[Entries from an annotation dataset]
* * * * * * * * *
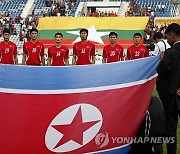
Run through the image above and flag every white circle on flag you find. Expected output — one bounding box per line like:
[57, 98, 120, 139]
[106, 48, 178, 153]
[45, 104, 103, 153]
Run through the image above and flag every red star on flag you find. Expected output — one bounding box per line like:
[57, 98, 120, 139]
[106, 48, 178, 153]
[52, 106, 100, 149]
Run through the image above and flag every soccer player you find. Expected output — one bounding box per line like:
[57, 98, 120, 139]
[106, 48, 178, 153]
[126, 33, 149, 60]
[48, 33, 69, 66]
[72, 29, 95, 65]
[0, 28, 18, 65]
[22, 28, 45, 66]
[103, 32, 123, 63]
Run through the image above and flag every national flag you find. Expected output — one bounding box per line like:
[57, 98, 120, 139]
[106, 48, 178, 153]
[38, 17, 148, 48]
[0, 57, 159, 154]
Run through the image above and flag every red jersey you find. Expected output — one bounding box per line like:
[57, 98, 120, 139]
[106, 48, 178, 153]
[23, 41, 44, 65]
[73, 41, 95, 65]
[103, 44, 123, 63]
[0, 41, 17, 64]
[48, 45, 69, 66]
[127, 45, 149, 59]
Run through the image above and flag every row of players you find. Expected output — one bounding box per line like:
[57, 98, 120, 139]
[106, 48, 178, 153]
[0, 28, 149, 66]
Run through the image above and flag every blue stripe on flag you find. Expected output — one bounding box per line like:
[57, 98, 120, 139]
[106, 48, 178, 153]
[0, 56, 159, 90]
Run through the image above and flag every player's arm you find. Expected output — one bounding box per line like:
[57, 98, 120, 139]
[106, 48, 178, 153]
[102, 58, 106, 63]
[125, 50, 131, 60]
[72, 45, 77, 65]
[14, 45, 18, 65]
[22, 45, 27, 65]
[41, 56, 45, 66]
[119, 47, 124, 61]
[14, 54, 18, 65]
[91, 45, 96, 64]
[72, 55, 76, 65]
[92, 56, 96, 64]
[41, 45, 45, 66]
[64, 49, 69, 66]
[47, 48, 52, 66]
[102, 47, 107, 63]
[64, 58, 69, 66]
[144, 48, 149, 57]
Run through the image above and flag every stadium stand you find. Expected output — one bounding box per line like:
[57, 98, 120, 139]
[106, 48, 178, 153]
[0, 0, 27, 17]
[0, 0, 180, 47]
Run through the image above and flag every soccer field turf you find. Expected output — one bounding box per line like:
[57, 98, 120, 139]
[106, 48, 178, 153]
[153, 88, 180, 154]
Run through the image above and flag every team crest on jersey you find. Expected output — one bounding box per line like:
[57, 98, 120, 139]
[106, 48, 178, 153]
[5, 48, 9, 53]
[110, 51, 115, 56]
[56, 51, 61, 57]
[32, 48, 36, 52]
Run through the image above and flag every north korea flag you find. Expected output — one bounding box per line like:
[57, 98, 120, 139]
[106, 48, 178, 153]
[0, 57, 159, 154]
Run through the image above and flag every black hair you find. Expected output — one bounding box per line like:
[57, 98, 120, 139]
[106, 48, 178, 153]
[79, 28, 88, 34]
[109, 32, 118, 38]
[133, 33, 142, 38]
[153, 32, 163, 40]
[54, 32, 63, 37]
[165, 23, 180, 36]
[3, 28, 11, 34]
[30, 28, 38, 34]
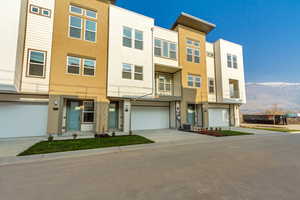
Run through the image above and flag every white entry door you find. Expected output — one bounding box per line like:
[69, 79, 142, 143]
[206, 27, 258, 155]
[0, 102, 48, 138]
[131, 106, 170, 130]
[208, 108, 229, 127]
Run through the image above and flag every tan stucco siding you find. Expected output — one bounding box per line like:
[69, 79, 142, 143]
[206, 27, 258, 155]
[49, 0, 109, 101]
[176, 25, 208, 103]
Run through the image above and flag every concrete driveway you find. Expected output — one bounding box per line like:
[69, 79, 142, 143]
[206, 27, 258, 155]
[133, 129, 212, 143]
[0, 137, 45, 158]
* * * * * * * * *
Reproduce the rows verbatim from the line containing "Run through the image above and flag every north" through the end of the rows, including both ends. Leave out the pictures.

Completed exercise =
Run through the image above and flag every north korea flag you find. Expected output — one bounding box per line like:
[57, 98, 120, 139]
[106, 48, 178, 153]
[0, 57, 159, 154]
Run through the image above and flag every black hair you find. Expected output — one bounding box per line like:
[57, 98, 120, 139]
[106, 48, 178, 153]
[79, 28, 88, 34]
[109, 32, 118, 38]
[133, 33, 142, 38]
[153, 32, 163, 40]
[54, 32, 63, 37]
[165, 23, 180, 36]
[3, 28, 11, 34]
[30, 28, 38, 34]
Run through the image above and flag every white entry door you find. Expected output — one bounding box per line like:
[69, 79, 142, 143]
[206, 27, 258, 155]
[0, 102, 48, 138]
[131, 106, 170, 130]
[208, 108, 229, 127]
Run through the image above and flag every tan stucco siding you find. Expected output — one bounding box per line like:
[69, 79, 142, 143]
[206, 27, 258, 155]
[49, 0, 109, 101]
[176, 25, 208, 103]
Run through the image above and flag every concrete driveway you find. Expected output — one bounding box per line like:
[69, 79, 142, 143]
[206, 27, 258, 155]
[133, 129, 212, 143]
[0, 137, 45, 158]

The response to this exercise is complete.